What to do: All entries below need to be written out exactly, but without their pictures.
======== Input rows
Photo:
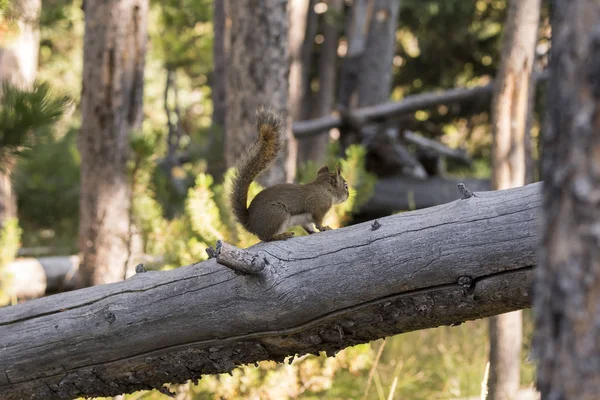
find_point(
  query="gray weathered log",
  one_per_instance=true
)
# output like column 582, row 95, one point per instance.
column 400, row 194
column 459, row 261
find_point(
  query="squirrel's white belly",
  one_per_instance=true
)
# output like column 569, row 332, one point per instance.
column 294, row 220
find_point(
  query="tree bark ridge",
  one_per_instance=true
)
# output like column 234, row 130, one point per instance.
column 463, row 260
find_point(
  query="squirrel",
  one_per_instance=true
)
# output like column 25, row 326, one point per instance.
column 280, row 207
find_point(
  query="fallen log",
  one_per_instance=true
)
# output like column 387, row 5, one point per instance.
column 468, row 259
column 391, row 109
column 31, row 278
column 396, row 194
column 409, row 104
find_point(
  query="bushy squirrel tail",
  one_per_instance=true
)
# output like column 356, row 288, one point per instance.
column 259, row 156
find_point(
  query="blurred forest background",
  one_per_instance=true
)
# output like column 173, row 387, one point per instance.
column 176, row 163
================
Response to this task:
Photo:
find_point(
  query="gray weathered log",
  one_per_instance=true
)
# output like column 582, row 95, one point per instance.
column 400, row 194
column 459, row 261
find_point(
  query="squirrel's white belly",
  one_per_instance=true
)
# output like column 569, row 332, one point per instance.
column 294, row 220
find_point(
  query="tree bark ridge",
  one_per_instance=true
)
# output like column 234, row 130, one point per instance.
column 463, row 260
find_point(
  query="squirrel",
  one_per_instance=true
)
# output like column 25, row 326, one point per instance.
column 280, row 207
find_point(
  query="fallen log",
  one_per_instance=true
)
# output like column 387, row 5, one point per instance.
column 468, row 259
column 391, row 109
column 31, row 278
column 396, row 194
column 409, row 104
find_point(
  query="bushy squirrel tail",
  one_per_instance=true
)
# output like column 356, row 288, one point per instance.
column 259, row 156
find_point(
  query="blurred forest background",
  one_per_instance=true
)
# output like column 173, row 387, one point per instance.
column 176, row 163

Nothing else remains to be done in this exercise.